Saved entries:
··········
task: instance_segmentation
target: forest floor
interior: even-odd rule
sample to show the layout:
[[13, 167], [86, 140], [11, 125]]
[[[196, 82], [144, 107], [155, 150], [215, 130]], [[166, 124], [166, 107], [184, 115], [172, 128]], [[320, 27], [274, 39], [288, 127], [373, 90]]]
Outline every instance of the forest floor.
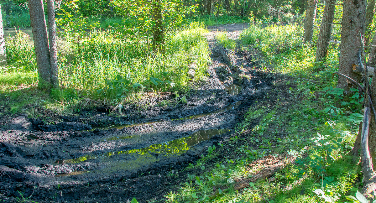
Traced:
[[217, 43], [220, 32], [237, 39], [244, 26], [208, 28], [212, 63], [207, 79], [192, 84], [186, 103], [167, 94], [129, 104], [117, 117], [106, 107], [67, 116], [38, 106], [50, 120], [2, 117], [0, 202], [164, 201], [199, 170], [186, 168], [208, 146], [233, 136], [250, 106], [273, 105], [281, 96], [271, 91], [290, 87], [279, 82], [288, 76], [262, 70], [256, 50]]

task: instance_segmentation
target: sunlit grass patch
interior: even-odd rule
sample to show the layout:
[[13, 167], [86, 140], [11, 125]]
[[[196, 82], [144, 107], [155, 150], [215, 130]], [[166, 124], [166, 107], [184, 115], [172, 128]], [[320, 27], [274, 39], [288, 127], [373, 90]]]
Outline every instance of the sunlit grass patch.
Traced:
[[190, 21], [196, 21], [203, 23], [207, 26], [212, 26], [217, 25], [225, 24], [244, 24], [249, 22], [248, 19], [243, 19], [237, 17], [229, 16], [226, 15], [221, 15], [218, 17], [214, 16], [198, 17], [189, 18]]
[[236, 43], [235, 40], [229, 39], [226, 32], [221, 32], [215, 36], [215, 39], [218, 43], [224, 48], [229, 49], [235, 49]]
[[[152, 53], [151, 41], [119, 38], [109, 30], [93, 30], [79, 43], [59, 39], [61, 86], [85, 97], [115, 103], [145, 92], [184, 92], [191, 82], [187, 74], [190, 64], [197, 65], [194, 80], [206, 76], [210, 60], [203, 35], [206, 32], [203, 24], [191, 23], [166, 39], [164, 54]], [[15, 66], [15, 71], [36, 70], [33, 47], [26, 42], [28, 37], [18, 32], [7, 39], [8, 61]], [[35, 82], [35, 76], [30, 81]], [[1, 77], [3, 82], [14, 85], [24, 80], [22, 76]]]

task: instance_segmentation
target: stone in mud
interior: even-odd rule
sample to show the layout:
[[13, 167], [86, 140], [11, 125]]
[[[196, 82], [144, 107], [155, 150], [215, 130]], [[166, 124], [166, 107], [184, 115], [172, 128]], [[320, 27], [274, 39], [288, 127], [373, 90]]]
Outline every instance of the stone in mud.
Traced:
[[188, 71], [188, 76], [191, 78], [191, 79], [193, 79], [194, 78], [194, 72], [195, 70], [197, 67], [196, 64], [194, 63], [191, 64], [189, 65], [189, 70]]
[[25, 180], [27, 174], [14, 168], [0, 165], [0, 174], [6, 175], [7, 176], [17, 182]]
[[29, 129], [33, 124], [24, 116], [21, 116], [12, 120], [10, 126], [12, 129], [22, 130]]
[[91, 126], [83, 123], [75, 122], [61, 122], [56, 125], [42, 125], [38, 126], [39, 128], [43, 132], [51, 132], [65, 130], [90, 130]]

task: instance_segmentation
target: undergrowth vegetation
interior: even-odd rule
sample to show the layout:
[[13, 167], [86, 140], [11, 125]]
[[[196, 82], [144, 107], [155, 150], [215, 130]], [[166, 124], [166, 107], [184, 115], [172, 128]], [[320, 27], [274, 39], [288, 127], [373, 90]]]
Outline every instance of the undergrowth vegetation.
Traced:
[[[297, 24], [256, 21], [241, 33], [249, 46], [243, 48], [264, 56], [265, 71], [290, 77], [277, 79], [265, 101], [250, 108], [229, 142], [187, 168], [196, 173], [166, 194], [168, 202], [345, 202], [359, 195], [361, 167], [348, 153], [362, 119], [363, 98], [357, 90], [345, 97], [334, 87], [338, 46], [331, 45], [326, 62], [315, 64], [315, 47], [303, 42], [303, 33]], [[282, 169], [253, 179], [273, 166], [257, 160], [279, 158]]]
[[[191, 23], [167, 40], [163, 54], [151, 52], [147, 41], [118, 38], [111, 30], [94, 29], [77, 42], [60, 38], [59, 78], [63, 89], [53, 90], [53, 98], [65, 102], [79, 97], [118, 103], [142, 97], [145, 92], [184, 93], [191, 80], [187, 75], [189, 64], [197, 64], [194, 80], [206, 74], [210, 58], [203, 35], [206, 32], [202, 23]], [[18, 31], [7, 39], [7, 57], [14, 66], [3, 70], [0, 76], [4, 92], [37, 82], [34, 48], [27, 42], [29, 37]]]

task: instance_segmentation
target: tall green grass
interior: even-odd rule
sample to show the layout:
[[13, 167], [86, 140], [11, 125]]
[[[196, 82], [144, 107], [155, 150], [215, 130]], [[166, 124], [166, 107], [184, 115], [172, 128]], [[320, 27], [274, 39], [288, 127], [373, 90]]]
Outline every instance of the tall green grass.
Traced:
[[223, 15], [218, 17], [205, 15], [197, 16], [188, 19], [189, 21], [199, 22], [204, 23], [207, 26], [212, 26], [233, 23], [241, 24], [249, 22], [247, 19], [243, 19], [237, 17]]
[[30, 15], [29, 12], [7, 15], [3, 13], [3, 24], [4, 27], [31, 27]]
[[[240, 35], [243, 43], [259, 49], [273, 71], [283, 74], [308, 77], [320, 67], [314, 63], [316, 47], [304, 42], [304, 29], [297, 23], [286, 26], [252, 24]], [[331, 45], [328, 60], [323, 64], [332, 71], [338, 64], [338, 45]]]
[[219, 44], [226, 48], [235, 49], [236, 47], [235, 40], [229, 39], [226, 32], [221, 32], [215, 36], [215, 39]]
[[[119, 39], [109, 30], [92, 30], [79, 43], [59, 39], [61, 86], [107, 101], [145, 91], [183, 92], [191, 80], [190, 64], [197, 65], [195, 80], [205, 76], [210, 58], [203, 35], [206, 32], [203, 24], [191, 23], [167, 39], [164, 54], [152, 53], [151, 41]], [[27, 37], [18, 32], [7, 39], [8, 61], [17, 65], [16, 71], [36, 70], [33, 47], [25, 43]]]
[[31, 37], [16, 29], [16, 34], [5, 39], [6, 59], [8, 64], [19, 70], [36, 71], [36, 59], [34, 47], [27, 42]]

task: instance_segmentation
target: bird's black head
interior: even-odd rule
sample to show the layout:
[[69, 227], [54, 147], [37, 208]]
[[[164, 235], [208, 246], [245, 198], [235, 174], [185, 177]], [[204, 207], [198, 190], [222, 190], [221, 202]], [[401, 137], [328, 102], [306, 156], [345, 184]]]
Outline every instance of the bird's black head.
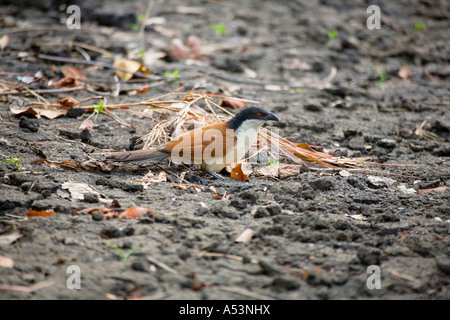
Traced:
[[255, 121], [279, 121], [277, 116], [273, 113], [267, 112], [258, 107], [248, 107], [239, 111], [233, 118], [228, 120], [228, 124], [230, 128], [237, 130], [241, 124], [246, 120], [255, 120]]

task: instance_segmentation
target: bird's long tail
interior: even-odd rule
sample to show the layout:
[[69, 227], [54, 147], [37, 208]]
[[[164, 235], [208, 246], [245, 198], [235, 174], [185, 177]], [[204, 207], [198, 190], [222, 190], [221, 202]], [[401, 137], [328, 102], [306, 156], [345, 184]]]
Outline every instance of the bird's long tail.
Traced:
··········
Which lines of the saved entries contain the word "sunlit"? Report each of those lines in full, treating uppercase and lowercase as different.

= Response to this task =
target: sunlit grass patch
Outline every instance of the sunlit grass patch.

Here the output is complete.